#### [THE TASK]
Rewrite the records below, changing every "even-odd rule for holes" to "holes follow the even-odd rule" and leaving everything else as it is. Leave the pictures out of your answer.

#### [GIVEN RECORDS]
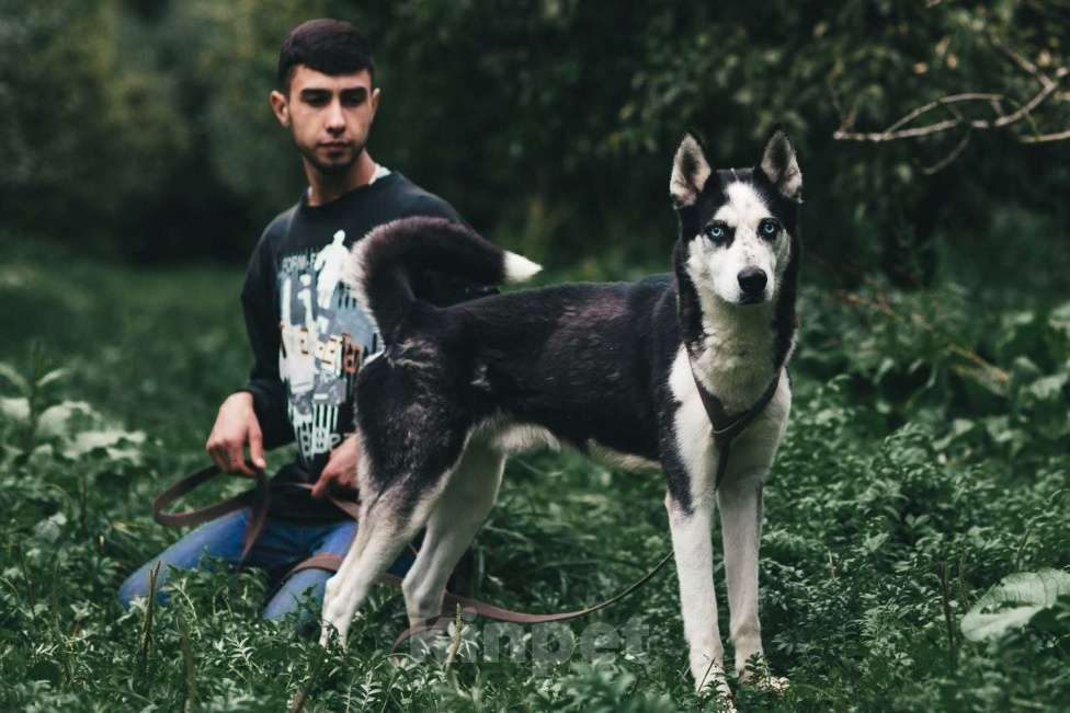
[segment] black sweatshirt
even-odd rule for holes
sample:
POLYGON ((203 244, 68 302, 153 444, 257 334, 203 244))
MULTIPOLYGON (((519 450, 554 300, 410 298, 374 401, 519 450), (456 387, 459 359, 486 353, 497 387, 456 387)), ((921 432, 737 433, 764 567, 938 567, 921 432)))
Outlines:
MULTIPOLYGON (((276 481, 316 482, 331 449, 354 430, 356 371, 380 345, 339 280, 342 264, 354 241, 408 216, 463 222, 448 203, 389 173, 323 206, 309 206, 303 196, 271 221, 253 250, 241 289, 254 359, 246 389, 264 447, 297 440, 297 461, 281 469, 276 481)), ((491 291, 436 273, 421 275, 413 289, 436 304, 491 291)), ((299 488, 276 491, 271 514, 306 521, 344 517, 299 488)))

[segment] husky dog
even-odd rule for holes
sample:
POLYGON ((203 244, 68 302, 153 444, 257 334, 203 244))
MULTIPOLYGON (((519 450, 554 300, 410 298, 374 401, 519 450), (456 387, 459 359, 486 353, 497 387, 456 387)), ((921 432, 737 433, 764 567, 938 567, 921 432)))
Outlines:
POLYGON ((673 274, 574 284, 436 308, 410 277, 485 284, 539 266, 441 219, 369 232, 345 279, 383 336, 356 382, 361 527, 327 583, 321 643, 344 644, 373 583, 417 531, 402 584, 410 623, 440 614, 446 579, 494 504, 505 457, 566 442, 660 464, 697 688, 725 683, 710 543, 724 531, 736 669, 762 654, 762 485, 790 409, 802 174, 776 131, 753 169, 714 170, 685 136, 669 184, 680 223, 673 274), (775 384, 775 386, 772 386, 775 384), (699 389, 707 393, 703 396, 699 389), (738 415, 774 389, 732 445, 719 485, 712 411, 738 415))

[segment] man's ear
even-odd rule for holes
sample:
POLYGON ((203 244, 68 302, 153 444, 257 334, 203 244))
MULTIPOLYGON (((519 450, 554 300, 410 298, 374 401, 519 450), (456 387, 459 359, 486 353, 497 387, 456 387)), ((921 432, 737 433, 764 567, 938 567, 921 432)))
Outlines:
POLYGON ((785 198, 802 202, 802 171, 799 170, 795 147, 782 129, 774 130, 765 143, 759 168, 785 198))
POLYGON ((676 156, 672 160, 672 177, 669 195, 676 208, 694 205, 713 171, 706 161, 702 145, 691 134, 685 134, 676 156))
POLYGON ((268 101, 271 103, 271 111, 275 113, 275 118, 278 119, 278 123, 288 128, 289 101, 286 99, 286 95, 277 89, 272 90, 271 94, 268 95, 268 101))

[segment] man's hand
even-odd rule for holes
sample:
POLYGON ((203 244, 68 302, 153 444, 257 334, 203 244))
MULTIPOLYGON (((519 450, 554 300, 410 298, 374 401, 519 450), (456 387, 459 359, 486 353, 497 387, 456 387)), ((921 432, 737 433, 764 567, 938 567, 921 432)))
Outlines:
POLYGON ((331 483, 356 490, 356 461, 360 455, 361 447, 355 435, 339 444, 331 451, 319 480, 312 485, 312 497, 327 495, 331 483))
POLYGON ((252 475, 252 470, 246 465, 247 444, 249 459, 257 468, 268 468, 268 461, 264 460, 264 437, 252 409, 252 394, 239 391, 227 396, 219 406, 219 415, 216 416, 216 423, 208 434, 208 442, 204 447, 223 472, 252 475))

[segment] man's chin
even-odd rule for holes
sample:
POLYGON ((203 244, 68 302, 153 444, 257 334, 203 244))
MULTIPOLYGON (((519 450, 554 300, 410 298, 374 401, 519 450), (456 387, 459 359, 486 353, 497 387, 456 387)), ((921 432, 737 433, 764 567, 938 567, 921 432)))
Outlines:
POLYGON ((344 175, 353 168, 354 163, 356 163, 356 159, 349 159, 346 161, 312 161, 316 170, 328 176, 344 175))

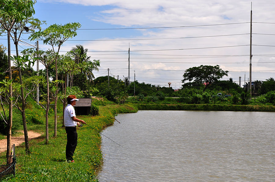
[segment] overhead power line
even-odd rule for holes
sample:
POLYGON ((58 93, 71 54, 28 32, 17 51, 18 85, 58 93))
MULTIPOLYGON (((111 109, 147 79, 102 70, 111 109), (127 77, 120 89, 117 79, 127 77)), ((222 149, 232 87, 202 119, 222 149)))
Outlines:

#### [RESPONSE TO THIS EXERCISE]
[segment] black sweatshirt
holes follow the even-odd rule
sample:
POLYGON ((203 244, 68 302, 153 444, 257 334, 203 244))
MULTIPOLYGON (((519 450, 554 300, 410 298, 374 401, 519 450), (456 387, 459 359, 486 353, 497 387, 456 387)), ((921 432, 737 433, 764 567, 938 567, 921 432)))
Outlines:
MULTIPOLYGON (((276 481, 316 482, 331 449, 354 430, 356 371, 380 345, 339 280, 342 264, 354 241, 408 216, 463 222, 448 203, 389 173, 323 206, 309 206, 303 196, 271 221, 253 250, 241 289, 254 359, 246 389, 264 447, 297 440, 297 461, 281 469, 276 481)), ((491 291, 436 273, 421 275, 413 289, 436 304, 491 291)), ((299 488, 276 491, 271 514, 306 521, 344 517, 299 488)))

[segment] husky dog
holes follow the even-odd rule
sample:
POLYGON ((203 244, 68 302, 153 444, 257 334, 203 244))
MULTIPOLYGON (((519 450, 554 300, 410 298, 374 401, 519 450), (456 387, 459 359, 486 353, 497 387, 456 387)), ((921 432, 737 433, 764 567, 938 567, 921 432)))
Outlines:
POLYGON ((673 274, 574 284, 436 308, 410 277, 485 284, 539 266, 441 219, 369 232, 345 279, 383 336, 356 382, 361 527, 327 583, 321 643, 344 644, 373 583, 417 531, 402 584, 410 623, 440 614, 446 579, 494 504, 505 457, 566 442, 660 464, 697 688, 725 683, 710 543, 724 531, 736 669, 762 654, 762 485, 790 409, 802 174, 776 131, 753 169, 714 170, 685 136, 669 184, 680 223, 673 274), (775 384, 775 386, 772 386, 775 384), (699 389, 707 393, 703 396, 699 389), (738 415, 774 389, 732 445, 719 485, 712 411, 738 415))

[segment] man's ear
holes follow the even-odd rule
sample:
POLYGON ((203 244, 68 302, 153 444, 257 334, 203 244))
MULTIPOLYGON (((519 450, 554 300, 410 298, 374 401, 519 450), (456 387, 459 359, 486 353, 497 387, 456 387)), ((921 432, 737 433, 764 567, 938 567, 921 432)))
Outlines:
POLYGON ((785 198, 802 202, 802 171, 799 170, 795 147, 782 129, 774 130, 765 143, 759 168, 785 198))
POLYGON ((676 156, 672 160, 672 177, 669 195, 676 208, 694 205, 713 171, 706 161, 702 145, 691 134, 685 134, 676 156))
POLYGON ((268 101, 271 103, 271 111, 275 113, 275 118, 278 119, 278 123, 288 128, 289 101, 286 99, 286 95, 277 89, 272 90, 271 94, 268 95, 268 101))

[segment] man's hand
holes follow the even-odd rule
sample:
POLYGON ((203 244, 68 302, 153 444, 257 334, 203 244))
MULTIPOLYGON (((519 450, 554 300, 410 298, 374 401, 519 450), (456 387, 459 359, 486 353, 497 387, 456 387)), ((921 432, 737 433, 764 567, 938 567, 921 432)))
Outlines:
POLYGON ((331 483, 356 490, 356 461, 360 455, 361 447, 355 435, 339 444, 331 451, 319 480, 312 485, 312 497, 327 495, 331 483))
POLYGON ((252 475, 252 470, 246 465, 247 444, 249 459, 257 468, 268 468, 268 461, 264 460, 264 437, 252 409, 252 394, 239 391, 227 396, 219 406, 219 415, 216 416, 216 423, 208 434, 208 442, 204 447, 223 472, 252 475))

[segment] man's chin
holes follow the even-odd rule
sample:
POLYGON ((203 244, 68 302, 153 444, 257 334, 203 244))
MULTIPOLYGON (((519 450, 554 300, 410 298, 374 401, 519 450), (456 387, 459 359, 486 353, 497 387, 456 387)), ((921 432, 737 433, 764 567, 938 567, 921 432)))
Outlines:
POLYGON ((344 175, 353 168, 354 163, 356 163, 356 159, 349 159, 346 161, 312 161, 316 170, 328 176, 344 175))

[segment] overhead power line
holes follow the even-odd rule
sample:
POLYGON ((58 93, 71 54, 28 32, 17 51, 18 85, 58 93))
MULTIPOLYGON (((111 109, 147 79, 102 70, 111 109), (127 77, 120 89, 117 79, 127 77)), ((222 149, 232 87, 202 119, 222 149)))
Outlines:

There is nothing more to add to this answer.